Requisito 1: Reproduza palavra por palavra o trecho do texto sobre Queen e o rádio, começando em "Queen e a obsolescência" e seguindo até "uma mensagem escondida.".
Requisito 2: Você pode levar adiante o texto sobre Queen e a obsolescência do rádio, a partir do ponto em que ele para?

Trecho para leitura:
......

Queen e a obsolescência do rádio

Quando estou dirigindo, costumo ouvir rádio AM ou meus próprios CDs. FM? Muito raramente. Dia desses, com compromissos em diversos cantos da cidade, passei horas no carro e me rendi a ouvir a trilha sonora de terceiros.

Na última rádio rock que restou em São Paulo, escutava os velhos hits de sempre: "48 Crash", "Lucy in the Sky with Diamonds", "Rock'n'Roll". No fim da tarde, ouvi Queen pela terceira vez no dia. Um exagero, claro. Mas a última música, "Radio Ga Ga", trazia uma mensagem escondida.

Me recordo de quando a canção fazia sucesso, lá por 1984, e alguns fãs mais ortodoxos achavam que o Queen estava acabado. Eu gostava da música mesmo assim. Era muito garoto pra me importar com os 'velhos tempos' e gostava dos arranjos e daquela melodia meio tristonha.

Me agradava também o clipe promocional criado em cima de "Metropolis", clássico de Fritz Lang. O expressionismo alemão emprestava ares de um futuro retrô pra falar da era do vídeo e os tempos sombrios que aguardavam pelo rádio.

......

Seção de dados:
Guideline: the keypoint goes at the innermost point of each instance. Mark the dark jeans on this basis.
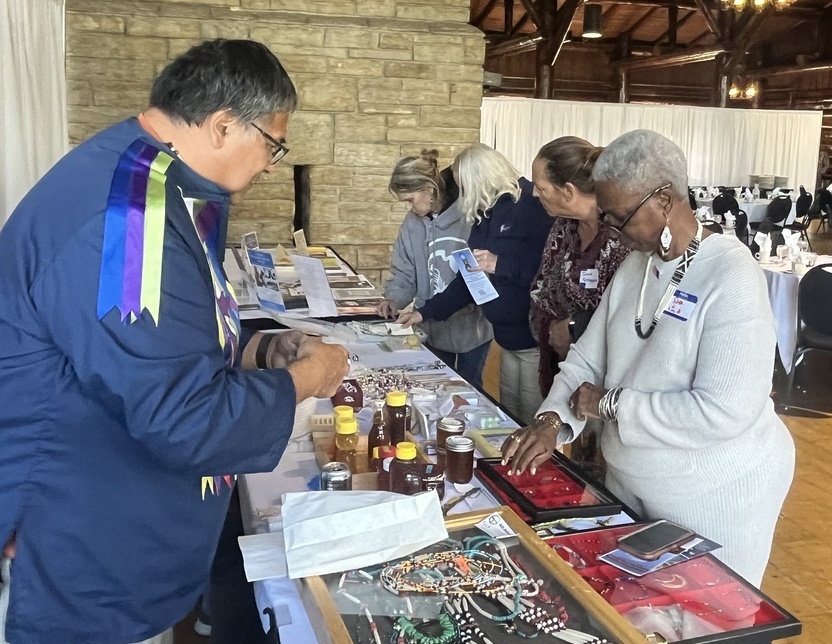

......

Resposta da tarefa 1:
Queen e a obsolescência do rádio

Quando estou dirigindo, costumo ouvir rádio AM ou meus próprios CDs. FM? Muito raramente. Dia desses, com compromissos em diversos cantos da cidade, passei horas no carro e me rendi a ouvir a trilha sonora de terceiros.

Na última rádio rock que restou em São Paulo, escutava os velhos hits de sempre: "48 Crash", "Lucy in the Sky with Diamonds", "Rock'n'Roll". No fim da tarde, ouvi Queen pela terceira vez no dia. Um exagero, claro. Mas a última música, "Radio Ga Ga", trazia uma mensagem escondida.

Resposta da tarefa 2:
A boa sacada do Queen passou batida para muita gente. Lembro de "Radio Ga Ga" ser anunciada, na época, como uma homenagem ao rádio. Não era exatamente isso, ou era, mas de forma torta.

O baterista Roger Taylor, autor da faixa, vaticinava os riscos da obsolescência do rádio e antecipava em décadas as transformações da música pop e sua relação com o ouvinte.

O verso abaixo é profético e revelador:

So don't become some background noise
A backdrop for the girls and boys
Who just don't know or just don't care
And just complain when you're not there


(Então não se torne um ruído de fundo
Um pano de fundo pra garotas e rapazes
Que não querem saber ou não se importam
E só reclamam quando você não está lá)

Pelo menos 20 anos antes da hora, o Queen previa a chegada de uma juventude dispersa e para a qual a música é trilha acessória de tarefas banais.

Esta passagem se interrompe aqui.